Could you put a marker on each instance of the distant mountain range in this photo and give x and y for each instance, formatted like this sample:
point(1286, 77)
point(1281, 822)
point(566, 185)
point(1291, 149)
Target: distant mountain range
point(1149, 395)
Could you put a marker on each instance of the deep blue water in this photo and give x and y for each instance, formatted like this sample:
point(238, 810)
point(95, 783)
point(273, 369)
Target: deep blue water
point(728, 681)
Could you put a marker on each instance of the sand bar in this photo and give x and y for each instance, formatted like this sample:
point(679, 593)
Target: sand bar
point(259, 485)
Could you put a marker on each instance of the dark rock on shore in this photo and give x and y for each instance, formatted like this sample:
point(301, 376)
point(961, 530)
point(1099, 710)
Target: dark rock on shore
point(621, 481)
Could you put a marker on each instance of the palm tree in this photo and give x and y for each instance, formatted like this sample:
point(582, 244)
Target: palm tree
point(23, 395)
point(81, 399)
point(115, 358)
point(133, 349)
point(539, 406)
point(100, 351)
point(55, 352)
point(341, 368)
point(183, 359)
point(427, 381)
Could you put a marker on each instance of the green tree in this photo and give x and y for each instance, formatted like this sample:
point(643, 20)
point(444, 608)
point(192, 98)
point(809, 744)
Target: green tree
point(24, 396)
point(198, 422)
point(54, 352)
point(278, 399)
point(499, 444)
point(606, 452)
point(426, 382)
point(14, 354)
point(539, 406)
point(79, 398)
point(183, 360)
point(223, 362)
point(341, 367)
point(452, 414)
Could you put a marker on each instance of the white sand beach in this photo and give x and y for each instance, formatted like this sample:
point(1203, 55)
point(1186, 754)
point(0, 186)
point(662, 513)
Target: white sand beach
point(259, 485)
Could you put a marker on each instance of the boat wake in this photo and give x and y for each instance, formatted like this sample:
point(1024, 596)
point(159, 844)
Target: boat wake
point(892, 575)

■ **Exercise directions**
Reproduce every line of the entries above verbatim, with no changes to wording, numbers, or formatting.

■ **Response**
Could you put a marker on each instance of the distant mountain range in this photo and give x and y for each instance, formatted like this sample:
point(1286, 77)
point(1281, 822)
point(566, 185)
point(1291, 149)
Target: distant mountain range
point(1149, 395)
Could you put a marker on each instance of the deep blue water in this photo and give x and y for each instance, formatted like this sample:
point(238, 810)
point(95, 783)
point(273, 369)
Target: deep blue water
point(728, 681)
Could you put a marker on each instance of the sand bar in this photo and give x and y for each instance, formatted like this sample:
point(679, 593)
Target: sand bar
point(259, 485)
Could you put a marker on each instance of the dark rock on shore in this photo and give x and y for each instance, formatted like this sample:
point(301, 376)
point(961, 530)
point(1099, 710)
Target: dark rock on shore
point(621, 481)
Could you put a marker on each instance of the palm tree in this photo and give x and y for each instance, formatted like this sample:
point(582, 244)
Target: palm tree
point(23, 395)
point(81, 399)
point(115, 358)
point(133, 349)
point(539, 406)
point(100, 351)
point(55, 352)
point(341, 368)
point(183, 359)
point(427, 381)
Could you put a marker on each instance of the green tree in this photo and give x and y for each instance, formatted like this sample:
point(643, 20)
point(444, 608)
point(192, 98)
point(809, 744)
Target: green tree
point(24, 396)
point(198, 422)
point(54, 352)
point(278, 399)
point(499, 444)
point(606, 452)
point(426, 382)
point(14, 354)
point(539, 406)
point(79, 398)
point(183, 360)
point(223, 362)
point(341, 367)
point(452, 414)
Could you put a marker on each instance of the white sand beach in this photo and give x and y for each instance, formatted like this sample:
point(1203, 55)
point(1186, 754)
point(0, 186)
point(662, 513)
Target: white sand beach
point(259, 485)
Could you put a marker on each instance of the boat wake in this photo and give x and y for each instance, formatted like this sample:
point(1024, 596)
point(159, 844)
Target: boat wake
point(892, 575)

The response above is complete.